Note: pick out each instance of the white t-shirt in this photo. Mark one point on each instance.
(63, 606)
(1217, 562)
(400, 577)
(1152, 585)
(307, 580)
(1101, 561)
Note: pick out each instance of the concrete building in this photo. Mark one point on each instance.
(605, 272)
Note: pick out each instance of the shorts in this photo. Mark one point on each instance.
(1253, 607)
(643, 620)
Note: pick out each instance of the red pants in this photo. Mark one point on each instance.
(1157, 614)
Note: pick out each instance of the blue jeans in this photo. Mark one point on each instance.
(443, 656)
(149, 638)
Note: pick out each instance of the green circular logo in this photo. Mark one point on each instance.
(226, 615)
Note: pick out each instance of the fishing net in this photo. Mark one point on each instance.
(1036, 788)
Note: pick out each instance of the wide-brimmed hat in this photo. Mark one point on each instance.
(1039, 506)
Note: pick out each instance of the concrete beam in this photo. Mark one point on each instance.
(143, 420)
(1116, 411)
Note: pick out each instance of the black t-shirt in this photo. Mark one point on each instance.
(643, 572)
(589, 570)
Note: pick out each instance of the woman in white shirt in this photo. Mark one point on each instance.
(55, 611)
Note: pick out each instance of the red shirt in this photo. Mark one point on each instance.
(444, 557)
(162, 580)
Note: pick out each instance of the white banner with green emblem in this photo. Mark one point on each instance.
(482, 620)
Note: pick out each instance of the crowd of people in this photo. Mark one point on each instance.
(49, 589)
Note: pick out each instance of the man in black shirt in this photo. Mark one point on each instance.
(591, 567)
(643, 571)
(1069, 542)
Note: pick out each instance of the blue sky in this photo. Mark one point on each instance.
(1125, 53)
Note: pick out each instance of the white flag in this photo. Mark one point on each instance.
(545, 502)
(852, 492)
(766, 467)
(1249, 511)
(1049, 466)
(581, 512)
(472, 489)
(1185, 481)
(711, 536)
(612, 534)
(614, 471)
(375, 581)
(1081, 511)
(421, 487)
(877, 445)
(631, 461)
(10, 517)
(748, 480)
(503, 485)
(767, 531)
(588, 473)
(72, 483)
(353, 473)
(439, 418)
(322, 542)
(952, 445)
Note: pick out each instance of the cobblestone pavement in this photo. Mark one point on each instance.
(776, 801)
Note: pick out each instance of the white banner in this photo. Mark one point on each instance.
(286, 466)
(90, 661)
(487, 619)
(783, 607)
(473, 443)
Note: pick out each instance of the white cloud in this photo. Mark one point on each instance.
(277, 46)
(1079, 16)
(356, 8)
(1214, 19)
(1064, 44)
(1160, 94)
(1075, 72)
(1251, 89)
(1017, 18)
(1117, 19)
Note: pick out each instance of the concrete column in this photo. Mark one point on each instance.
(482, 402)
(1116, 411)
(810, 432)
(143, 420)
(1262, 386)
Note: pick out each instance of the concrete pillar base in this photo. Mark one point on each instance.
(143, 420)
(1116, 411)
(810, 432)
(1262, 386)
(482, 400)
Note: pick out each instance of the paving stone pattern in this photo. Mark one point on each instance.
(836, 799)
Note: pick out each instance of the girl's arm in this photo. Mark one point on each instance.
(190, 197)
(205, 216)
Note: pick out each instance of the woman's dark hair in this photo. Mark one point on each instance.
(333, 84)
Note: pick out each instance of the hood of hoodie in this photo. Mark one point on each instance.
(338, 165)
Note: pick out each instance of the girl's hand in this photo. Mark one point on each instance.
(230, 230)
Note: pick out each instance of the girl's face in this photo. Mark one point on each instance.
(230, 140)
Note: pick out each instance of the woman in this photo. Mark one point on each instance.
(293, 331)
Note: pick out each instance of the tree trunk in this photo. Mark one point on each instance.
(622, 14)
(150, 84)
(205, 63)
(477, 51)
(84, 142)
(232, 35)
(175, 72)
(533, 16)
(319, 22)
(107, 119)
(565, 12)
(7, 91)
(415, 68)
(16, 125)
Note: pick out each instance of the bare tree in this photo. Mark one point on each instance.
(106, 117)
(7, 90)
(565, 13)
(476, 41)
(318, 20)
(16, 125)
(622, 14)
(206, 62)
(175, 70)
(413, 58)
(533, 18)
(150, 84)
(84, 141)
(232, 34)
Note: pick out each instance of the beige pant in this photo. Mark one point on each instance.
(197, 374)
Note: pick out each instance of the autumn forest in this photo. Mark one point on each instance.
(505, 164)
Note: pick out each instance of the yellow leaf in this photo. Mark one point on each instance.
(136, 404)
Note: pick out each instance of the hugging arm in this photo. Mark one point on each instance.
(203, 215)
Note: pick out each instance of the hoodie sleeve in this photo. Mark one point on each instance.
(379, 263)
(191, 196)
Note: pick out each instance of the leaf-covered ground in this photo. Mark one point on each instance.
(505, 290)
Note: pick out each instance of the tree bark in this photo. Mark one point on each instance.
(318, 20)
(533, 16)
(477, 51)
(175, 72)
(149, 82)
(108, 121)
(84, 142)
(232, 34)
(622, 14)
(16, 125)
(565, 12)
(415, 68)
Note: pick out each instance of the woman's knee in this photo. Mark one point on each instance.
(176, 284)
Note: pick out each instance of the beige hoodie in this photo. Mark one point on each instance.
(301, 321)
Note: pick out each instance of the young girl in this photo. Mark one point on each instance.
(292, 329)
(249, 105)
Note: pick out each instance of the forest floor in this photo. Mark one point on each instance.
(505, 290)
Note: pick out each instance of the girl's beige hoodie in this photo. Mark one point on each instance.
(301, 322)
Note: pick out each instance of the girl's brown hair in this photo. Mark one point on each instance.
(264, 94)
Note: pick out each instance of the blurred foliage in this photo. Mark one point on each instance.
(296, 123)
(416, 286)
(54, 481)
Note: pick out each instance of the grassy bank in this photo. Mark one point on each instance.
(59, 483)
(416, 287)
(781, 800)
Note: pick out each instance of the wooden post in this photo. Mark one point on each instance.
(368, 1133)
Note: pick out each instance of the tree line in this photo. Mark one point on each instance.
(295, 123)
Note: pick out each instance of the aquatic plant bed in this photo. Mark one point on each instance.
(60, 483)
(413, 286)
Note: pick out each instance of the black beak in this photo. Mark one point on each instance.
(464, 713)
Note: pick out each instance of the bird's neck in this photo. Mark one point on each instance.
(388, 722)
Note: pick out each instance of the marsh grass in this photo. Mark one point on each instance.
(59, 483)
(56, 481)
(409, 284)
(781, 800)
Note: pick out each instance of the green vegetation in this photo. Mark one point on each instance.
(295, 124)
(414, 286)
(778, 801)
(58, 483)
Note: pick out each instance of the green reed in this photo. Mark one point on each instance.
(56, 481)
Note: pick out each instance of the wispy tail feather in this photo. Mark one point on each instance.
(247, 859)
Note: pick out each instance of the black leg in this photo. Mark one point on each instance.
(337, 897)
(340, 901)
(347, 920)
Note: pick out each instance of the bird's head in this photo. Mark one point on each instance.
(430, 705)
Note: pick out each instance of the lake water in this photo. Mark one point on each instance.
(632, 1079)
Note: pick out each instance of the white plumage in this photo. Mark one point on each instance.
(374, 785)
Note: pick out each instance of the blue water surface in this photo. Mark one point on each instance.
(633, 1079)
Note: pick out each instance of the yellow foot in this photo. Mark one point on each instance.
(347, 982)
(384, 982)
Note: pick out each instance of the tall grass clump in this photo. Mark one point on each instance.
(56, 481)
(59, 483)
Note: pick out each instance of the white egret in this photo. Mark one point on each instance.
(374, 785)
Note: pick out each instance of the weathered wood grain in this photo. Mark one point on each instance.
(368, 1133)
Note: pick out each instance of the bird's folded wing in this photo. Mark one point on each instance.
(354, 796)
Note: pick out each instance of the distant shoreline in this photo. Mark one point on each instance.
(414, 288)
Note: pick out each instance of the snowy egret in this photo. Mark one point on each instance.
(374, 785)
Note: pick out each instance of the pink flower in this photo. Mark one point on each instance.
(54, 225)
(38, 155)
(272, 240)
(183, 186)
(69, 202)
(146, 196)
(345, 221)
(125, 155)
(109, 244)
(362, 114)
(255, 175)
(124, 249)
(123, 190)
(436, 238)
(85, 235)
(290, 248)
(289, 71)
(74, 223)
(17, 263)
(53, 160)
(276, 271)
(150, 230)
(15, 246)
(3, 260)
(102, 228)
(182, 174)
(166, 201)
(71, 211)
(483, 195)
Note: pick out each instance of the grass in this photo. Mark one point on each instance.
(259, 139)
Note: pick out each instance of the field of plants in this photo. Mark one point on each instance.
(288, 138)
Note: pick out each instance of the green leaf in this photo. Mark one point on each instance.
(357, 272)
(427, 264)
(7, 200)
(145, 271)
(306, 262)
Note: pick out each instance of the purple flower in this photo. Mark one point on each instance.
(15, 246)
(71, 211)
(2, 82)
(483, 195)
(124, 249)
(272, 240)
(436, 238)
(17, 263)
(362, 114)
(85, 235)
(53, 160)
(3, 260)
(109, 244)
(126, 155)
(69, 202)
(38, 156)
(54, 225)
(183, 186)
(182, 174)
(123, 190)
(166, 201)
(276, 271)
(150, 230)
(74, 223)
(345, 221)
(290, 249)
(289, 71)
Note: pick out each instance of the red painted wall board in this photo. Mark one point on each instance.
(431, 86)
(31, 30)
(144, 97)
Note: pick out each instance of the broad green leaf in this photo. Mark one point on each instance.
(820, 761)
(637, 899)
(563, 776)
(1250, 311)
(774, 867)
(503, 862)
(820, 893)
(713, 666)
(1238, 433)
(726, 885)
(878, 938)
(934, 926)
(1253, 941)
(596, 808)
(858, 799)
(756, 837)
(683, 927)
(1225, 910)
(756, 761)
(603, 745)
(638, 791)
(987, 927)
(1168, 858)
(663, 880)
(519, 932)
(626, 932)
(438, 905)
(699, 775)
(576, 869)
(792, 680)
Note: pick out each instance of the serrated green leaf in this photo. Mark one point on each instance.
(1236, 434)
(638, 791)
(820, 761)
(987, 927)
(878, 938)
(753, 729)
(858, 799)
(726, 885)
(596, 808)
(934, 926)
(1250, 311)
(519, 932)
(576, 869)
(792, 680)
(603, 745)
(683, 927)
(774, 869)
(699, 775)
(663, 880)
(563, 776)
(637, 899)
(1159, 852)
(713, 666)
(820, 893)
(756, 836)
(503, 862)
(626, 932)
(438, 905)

Task to complete: Turn everything from the line containing "Note: pick out each instance of the serrated" down to the end of the records into a Markdown table with the columns Number and Entry, skipping blank lines.

Answer to the problem:
| Number | Entry |
|---|---|
| 1 | Note: pick out each instance of the serrated green leaf in this photo. Mark one point on each instance. |
| 2 | (1236, 434) |
| 3 | (638, 791) |
| 4 | (820, 761) |
| 5 | (987, 927) |
| 6 | (878, 938) |
| 7 | (753, 729) |
| 8 | (858, 799) |
| 9 | (726, 885) |
| 10 | (596, 808) |
| 11 | (934, 926) |
| 12 | (1250, 311) |
| 13 | (519, 932) |
| 14 | (576, 869) |
| 15 | (792, 680) |
| 16 | (603, 745) |
| 17 | (683, 927) |
| 18 | (774, 869) |
| 19 | (699, 775) |
| 20 | (663, 880) |
| 21 | (563, 776) |
| 22 | (637, 899) |
| 23 | (1159, 852) |
| 24 | (713, 666) |
| 25 | (820, 893) |
| 26 | (756, 836) |
| 27 | (503, 862) |
| 28 | (626, 932) |
| 29 | (438, 905) |